§ **THE TASKS**:
1. Reproduce the canoe trip account word for word, beginning at the words "Back acamp we" and stopping after the words "the life fantastic.".
2. Using the canoe trip account, decide whether each statement is true: (a) the family sailed all four boats back to basecamp; (b) on Wednesday the lake was windy; (c) site #2 was the only other occupied site on Little Tupper. Answer yes or no for each, and quote the words that settle it.
3. Continue the canoe trip account from its final sentence.

§ **EXTRACT PROVIDED**:
┌──

As Diane and the boys hove to on Picnic Point I continued downlake, stopping to investigate site #12 (Big Haven/90%). Another choice site that loses points only due to size and wanderability (small), and that it is sited on a completely open bluff exposed and unprotected from southwest winds. If the bugs were bad, the party small and the wind forecast moderate it might be a site of choice.

Departing site 12 on my solo explore those SW winds were picking up, kicking small whitecaps, aimed conveniently straight uplake at Picnic Point.

Irrefreakingsistible. I pushed the Malecite into the wind, made the lee-shore calm at the far end of the lake at Camp Bliss and turned downwind, setting the full sized Spirit Sail and readied the canoe for an e-ticket free ride.

Woo-Hoo! Sail fully windfilled (and bent over at a 45 in gusts), cruising fast downwind, sipping a beverage and smoking a cigar – solo canoeing doesn’t get any better. Well, OK, a foot control rudder would be nice, but at least I finally found a use for a single blade on open water - stroke, sip, rudder, puff and watch the shoreline stream past.

Hmmm, a rudder on the Indy for downwind sailing might be a fun outfitting experiment, and I just happen to have one in the shop. Yo Joby, when are you back in town?

The effortless miles sailing back to Picnic Point were too few too fast, although having run off with the beverage daycooler the family was thirstily happy to see me return. After a picnic lunch, swim, read, swim, read afternoon we sailed all four boats back to basecamp by means of Spirit Sails, golf umbrellas and jury-rigged wind catchers. I think I have the family sailing tantalized as planned.

After a too-fine night of family fireside we awoke on Wednesday to find the rarest of Little Tupper rarities, a daylasting calm. With the lake invitingly glasslike a do-as-you-please day of solo paddling, swimming and general lazing commenced.

During a playful circumnavigation of the island cove I noted what would turn out to be the only other occupied site on Little Tupper, #2 (Island Cove North/85%). Espying a lovely strip-built kayak I paddled closer and a grey-beard brother strolled out of camp to hail me.

“Brother” because I could sense a certain simpatico gregariousness. Sensed truly, as he invited me ashore and we talked boats, outfitting, paddle-camping, recent weather and the like. A Duckhead at heart.

Greybeard’s wife soon joined us, equally gracious and conversationally gifted. If only they had had a dog I could now instantly recalled at least one name; they were, hmmm, Dick maybe, and, uh, Jill or Julie. Why is it that I can remember any dog’s name on a single meeting and almost never that of a human? Relative importance I guess.

Back acamp we settled into just what the doctor order – the lazy days of base camping. Diane took the Indy for a long solo daypaddle, books were read, woodswanders were undertaken, swims and raft play occurred, hammocks were nodded off in, and firewood was gathered. Yea buddy, this is the life fantastic.

└──

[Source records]
┌──

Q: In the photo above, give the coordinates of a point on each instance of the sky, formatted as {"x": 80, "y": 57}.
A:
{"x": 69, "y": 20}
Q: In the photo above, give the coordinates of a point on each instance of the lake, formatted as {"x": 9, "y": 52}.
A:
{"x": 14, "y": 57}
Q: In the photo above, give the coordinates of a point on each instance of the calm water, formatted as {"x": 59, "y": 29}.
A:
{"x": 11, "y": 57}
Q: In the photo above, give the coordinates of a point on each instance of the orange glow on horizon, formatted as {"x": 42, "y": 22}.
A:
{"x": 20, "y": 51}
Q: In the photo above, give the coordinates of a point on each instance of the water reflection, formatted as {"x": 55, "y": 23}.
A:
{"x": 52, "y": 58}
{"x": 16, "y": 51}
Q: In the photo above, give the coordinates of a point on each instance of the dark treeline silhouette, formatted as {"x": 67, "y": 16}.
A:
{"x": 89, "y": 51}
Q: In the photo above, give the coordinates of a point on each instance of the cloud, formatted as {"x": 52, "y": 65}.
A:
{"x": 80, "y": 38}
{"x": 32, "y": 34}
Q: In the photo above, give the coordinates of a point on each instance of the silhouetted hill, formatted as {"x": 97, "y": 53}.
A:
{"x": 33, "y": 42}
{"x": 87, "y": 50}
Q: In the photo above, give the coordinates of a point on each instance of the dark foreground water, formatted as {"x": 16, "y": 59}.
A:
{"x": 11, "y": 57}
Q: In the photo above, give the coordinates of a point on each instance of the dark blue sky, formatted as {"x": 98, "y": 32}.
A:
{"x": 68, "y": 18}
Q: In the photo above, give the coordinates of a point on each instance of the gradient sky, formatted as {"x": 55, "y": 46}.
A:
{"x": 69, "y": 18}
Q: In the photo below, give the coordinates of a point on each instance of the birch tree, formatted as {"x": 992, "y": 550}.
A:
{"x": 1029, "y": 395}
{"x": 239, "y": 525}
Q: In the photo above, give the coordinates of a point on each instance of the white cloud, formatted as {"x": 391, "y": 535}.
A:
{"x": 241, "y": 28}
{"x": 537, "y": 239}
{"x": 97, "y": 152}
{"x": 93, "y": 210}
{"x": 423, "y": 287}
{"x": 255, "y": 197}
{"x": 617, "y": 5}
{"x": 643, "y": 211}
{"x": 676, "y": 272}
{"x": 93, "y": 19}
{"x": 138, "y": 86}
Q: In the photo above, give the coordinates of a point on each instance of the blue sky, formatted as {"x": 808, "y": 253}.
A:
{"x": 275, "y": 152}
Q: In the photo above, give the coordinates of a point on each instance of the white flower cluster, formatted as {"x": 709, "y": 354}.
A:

└──

§ **ANSWERS TO THE EXERCISES**:
1.
Back acamp we settled into just what the doctor order – the lazy days of base camping. Diane took the Indy for a long solo daypaddle, books were read, woodswanders were undertaken, swims and raft play occurred, hammocks were nodded off in, and firewood was gathered. Yea buddy, this is the life fantastic.

2.
(a) Yes: "we sailed all four boats back to basecamp by means of Spirit Sails, golf umbrellas and jury-rigged wind catchers"
(b) No: "we awoke on Wednesday to find the rarest of Little Tupper rarities, a daylasting calm"
(c) Yes: "what would turn out to be the only other occupied site on Little Tupper, #2 (Island Cove North/85%)"

3.
A smattering of rain, from the east and portending things to come, propelled us to secure the boats, waterproof the camp and batten down the hatches, as we settled in under the 19’ x 19’ RiverWing, emerging during pitter patter breaks to stoke the fire before retiring with good books and good flashlights (Princeton Tec Attitudes with headstraps, 150 honest hours on the batteries, 1500 promised-and-counting on the bulb) to our respective abodes for a night of reading atent.

Thursday morn dawned foggy and socked in, suggesting a day-long drear. No worries; we have a big parawing, four sets of good rain gear (finally, now that the boys are near full sized), a library of reading material and the ubiquitous 8X10 blue poly tarp foresightedly spread atop a day’s worth of fire wood.

There is something especially memorable about maintaining a 12-hour fire on a damp, rainy day. This one was started at breakfast and lasted throughout the day, the evening and into the night. Reminiscent of an all-day rainy fire with our old tripper companion Palmer Family at Merchants Millpond years ago: http://www.npmb.com/cms2/content.php?article.258

After a night of intermittent showers, under the tarp and back out to the campfire games, ranging from Botticelli (Ty’s Sherlock Holmes was inexplicably the best stumper) to a bizarre brotherly 20-questions game of guessing fractions in the millioneth to typically memorable and corrupted family charades (how can someone not get Great Wall of “Chin” “A”) we turned in, thankful of fleece and Gote-tex and wistful of better foul weather tents than our aging Eurekas.

Note – Cooper’s Hennessy hammock proved to be the dry ideal of foul weather habitat.

Friday dawned semi-sunny but iffy, as the approaching front direction had turned from the NE to a more typical and paddle-out beneficial (though dark clouded) westerly.

With gear partly dried – no sense in going to extremes, since everything get a thorough hang/dry/repack at home – we bid our adieus to Rocky Point and sailed in the now accustomed effortless manner back to the launch, covering the fortuitously four mile downwind straightaway in a scant 30 minutes of not really paddling. Oh yeah!

I’m convinced – I want the option of deploying a Spirit Sail on any boat I take onto open water. It’s about time to recoup the yang payback I have in the bank from years of yin paddling hard into the wind. Gimme a tailwind. With interest.

Back at the Point Camp launch/Whitney HQ we did the divide and conquer, hauling boats and gear back to the van in packed-first order, and as I wove the 4-boat macramé specific-order tie downs (ayuh, two belly lines and bow/stern lines for each boat) Diane and the boys hauled and packed gear.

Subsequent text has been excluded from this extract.